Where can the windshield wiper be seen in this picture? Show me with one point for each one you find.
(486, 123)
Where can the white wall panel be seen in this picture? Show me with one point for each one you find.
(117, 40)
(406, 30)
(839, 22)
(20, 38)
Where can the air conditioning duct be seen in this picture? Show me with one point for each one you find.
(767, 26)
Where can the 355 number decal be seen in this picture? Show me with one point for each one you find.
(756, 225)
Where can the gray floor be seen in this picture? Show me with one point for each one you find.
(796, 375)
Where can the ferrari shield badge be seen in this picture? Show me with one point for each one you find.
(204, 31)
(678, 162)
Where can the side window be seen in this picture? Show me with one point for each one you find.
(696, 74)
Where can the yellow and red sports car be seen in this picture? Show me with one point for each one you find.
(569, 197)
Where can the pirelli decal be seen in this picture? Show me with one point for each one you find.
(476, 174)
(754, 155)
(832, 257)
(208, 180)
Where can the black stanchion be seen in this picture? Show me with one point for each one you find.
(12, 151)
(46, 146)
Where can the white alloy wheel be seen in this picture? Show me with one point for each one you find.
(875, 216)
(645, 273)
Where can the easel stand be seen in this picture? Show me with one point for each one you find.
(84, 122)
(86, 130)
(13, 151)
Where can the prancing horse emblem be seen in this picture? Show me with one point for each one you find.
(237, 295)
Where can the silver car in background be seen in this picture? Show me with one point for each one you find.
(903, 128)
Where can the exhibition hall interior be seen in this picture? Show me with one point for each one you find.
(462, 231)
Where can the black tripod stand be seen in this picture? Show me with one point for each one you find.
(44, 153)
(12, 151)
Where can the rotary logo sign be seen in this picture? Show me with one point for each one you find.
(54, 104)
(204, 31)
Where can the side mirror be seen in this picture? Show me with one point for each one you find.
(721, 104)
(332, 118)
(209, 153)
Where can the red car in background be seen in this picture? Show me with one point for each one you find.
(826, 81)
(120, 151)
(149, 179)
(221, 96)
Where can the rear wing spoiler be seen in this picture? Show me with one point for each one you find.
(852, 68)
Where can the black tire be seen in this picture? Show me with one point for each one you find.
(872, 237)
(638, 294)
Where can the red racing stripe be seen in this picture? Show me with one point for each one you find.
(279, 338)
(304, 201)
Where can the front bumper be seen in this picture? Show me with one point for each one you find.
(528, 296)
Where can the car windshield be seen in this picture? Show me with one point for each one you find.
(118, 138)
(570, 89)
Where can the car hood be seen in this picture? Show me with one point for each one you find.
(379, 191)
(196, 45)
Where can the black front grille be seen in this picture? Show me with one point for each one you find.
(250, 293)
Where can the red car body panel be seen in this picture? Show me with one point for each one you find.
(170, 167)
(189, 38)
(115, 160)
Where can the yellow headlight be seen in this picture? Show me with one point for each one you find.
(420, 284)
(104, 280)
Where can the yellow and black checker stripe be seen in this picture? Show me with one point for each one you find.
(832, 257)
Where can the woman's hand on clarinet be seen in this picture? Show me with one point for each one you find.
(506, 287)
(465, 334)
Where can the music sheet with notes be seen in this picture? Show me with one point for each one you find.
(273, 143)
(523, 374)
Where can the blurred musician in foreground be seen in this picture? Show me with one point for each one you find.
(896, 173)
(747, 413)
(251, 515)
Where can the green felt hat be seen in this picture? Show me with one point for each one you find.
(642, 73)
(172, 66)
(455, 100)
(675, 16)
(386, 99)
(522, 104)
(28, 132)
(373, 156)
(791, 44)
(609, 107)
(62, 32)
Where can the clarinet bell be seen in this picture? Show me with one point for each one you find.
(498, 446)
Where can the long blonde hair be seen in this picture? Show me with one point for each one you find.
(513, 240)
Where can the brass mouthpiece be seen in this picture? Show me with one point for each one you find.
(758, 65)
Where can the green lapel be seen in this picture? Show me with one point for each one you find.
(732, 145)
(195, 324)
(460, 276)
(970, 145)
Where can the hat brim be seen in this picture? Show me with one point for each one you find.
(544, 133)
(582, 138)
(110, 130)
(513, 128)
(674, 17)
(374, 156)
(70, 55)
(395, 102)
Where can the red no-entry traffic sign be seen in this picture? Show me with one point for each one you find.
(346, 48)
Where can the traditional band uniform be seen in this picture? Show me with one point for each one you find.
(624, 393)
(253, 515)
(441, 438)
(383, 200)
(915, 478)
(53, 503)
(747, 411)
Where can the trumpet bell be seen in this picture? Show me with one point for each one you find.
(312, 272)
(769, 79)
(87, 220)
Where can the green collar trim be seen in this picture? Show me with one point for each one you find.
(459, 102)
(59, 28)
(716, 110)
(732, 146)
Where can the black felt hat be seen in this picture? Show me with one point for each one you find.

____

- **DIRECTIVE**: Reproduce all of the entries above word for word, with each line unchanged and in its original order.

- **OUTPUT OF THE EXERCISE**:
Where can the windshield wiper be seen in this picture? Show me with one point for each one you find.
(486, 123)
Where can the white wall panel be seen in this picture? Show me with one point for each one you find.
(117, 40)
(406, 30)
(839, 22)
(20, 38)
Where can the air conditioning duct be seen in this picture? Show me with one point for each one you find.
(767, 26)
Where can the 355 number decal be seen in this picture? Show me with one point for each one you find.
(756, 225)
Where can the gray floor be seen in this picture? Show me with one point for each one you find.
(796, 375)
Where can the ferrari shield badge be seen in this picture? Show me with one point for each one you find.
(204, 31)
(678, 162)
Where can the side window be seen in this picture? Show me with one point for each one you find.
(696, 74)
Where can the yellow and red sports car be seen in this picture? Show me with one point for each one you find.
(569, 197)
Where can the pirelli decal be seen in this picture? Show me with one point for each one you find.
(476, 174)
(754, 155)
(832, 257)
(208, 180)
Where can the black stanchion be seen in this picture? Show me with one point for each one you find.
(12, 151)
(46, 146)
Where can the white alloy wheel be seen in this picture? Show me with one point for each one you find.
(875, 216)
(645, 273)
Where can the easel stand be seen in this picture? Show me with one point for each one you find.
(84, 122)
(86, 130)
(13, 151)
Where can the prancing horse emblem be seen in this picture? Show me with one point for each one you find.
(237, 295)
Where can the silver car in background be seen in this picture? Show me with one point for each one you find.
(903, 128)
Where can the exhibition hall interior be seen in this picture? Show me with one point for each one you find.
(462, 231)
Where can the black tripod stand be seen in this picture? Show me with one point for each one you find.
(44, 153)
(12, 151)
Where can the rotary logo sign be seen in this picture? Show me with one point for each one you find.
(54, 104)
(204, 31)
Where can the side mirror be seen in this picture? Show me with one point for each one you find.
(721, 104)
(332, 118)
(209, 153)
Where can the red car in background be seen in this picture? Show me with one point for each one you find.
(826, 81)
(120, 151)
(149, 179)
(221, 96)
Where can the rear wing spoiler be seen in this picture? Show me with one point for each one you find.
(852, 68)
Where can the black tire be seen in this picture? Show me with one point for each one you find.
(872, 237)
(638, 294)
Where can the red racing stripe be seen in this picture? Show me with one point for each one you find.
(279, 338)
(304, 201)
Where can the front bumper be seen in this picture? Show me with one point for each one you find.
(528, 296)
Where can the car windshield be seen in this picture? Show me with one point for each one you find.
(118, 138)
(570, 89)
Where can the car hood be seen in this picture? Show me with one point for each one you find.
(379, 191)
(196, 45)
Where can the black front grille be seen in this picture? Show me with one point for each one you find.
(250, 293)
Where can the red car body panel be seen in this picture? Show me with one point for each one you find.
(170, 167)
(189, 38)
(115, 160)
Where can the yellow headlight be seen in this picture? Show me with one point for each one you find.
(420, 284)
(104, 280)
Where can the yellow and black checker stripe be seen in this picture? Show me with one point for each one you find.
(832, 257)
Where can the woman's hand on clarinet be seen in this picture? Show me with one point for each one you find.
(506, 287)
(465, 334)
Where can the music sheet with notes be seen in this picture? Show me with one point for each one you find.
(273, 143)
(523, 374)
Where can the blurred musician in foreground be seen in this picture? Show me with one point for each one you find.
(896, 173)
(747, 413)
(251, 515)
Where can the green felt hat be seen in this picture? Show me with one point for each one you find.
(642, 73)
(172, 66)
(455, 100)
(675, 16)
(386, 99)
(522, 104)
(28, 132)
(373, 156)
(791, 44)
(609, 107)
(62, 32)
Where can the clarinet bell be seen in this picture? Show me with one point for each one you find.
(498, 446)
Where can the long blonde hair be seen in this picture? Show me with one point for each one you find.
(513, 240)
Where can the brass mouthpiece be seen in this picture? Show me with one point for each one you find.
(758, 65)
Where can the green lapel be seen in this picture? Show me with one point for each one you find.
(732, 145)
(195, 324)
(460, 276)
(970, 145)
Where can the hat brim be seen in this picture? Show me with one point for each one you find.
(544, 133)
(582, 138)
(110, 130)
(513, 128)
(674, 17)
(374, 156)
(70, 55)
(395, 102)
Where can the red no-entry traffic sign be seen in this picture? Show me with one point for each one you find.
(346, 48)
Where can the traditional band uniform be seen in this picture? Show me with one point for each one you find.
(624, 393)
(253, 515)
(441, 438)
(383, 200)
(915, 478)
(53, 503)
(747, 411)
Where can the trumpet bell be seen in this picture? Show me with one point for each one you find.
(312, 272)
(769, 79)
(87, 220)
Where can the green collar trim be seen in this picture? Show me with one point for each one you find.
(459, 102)
(59, 28)
(716, 110)
(732, 146)
Where can the black felt hat be seen in this picture? Show me with one point for each one you find.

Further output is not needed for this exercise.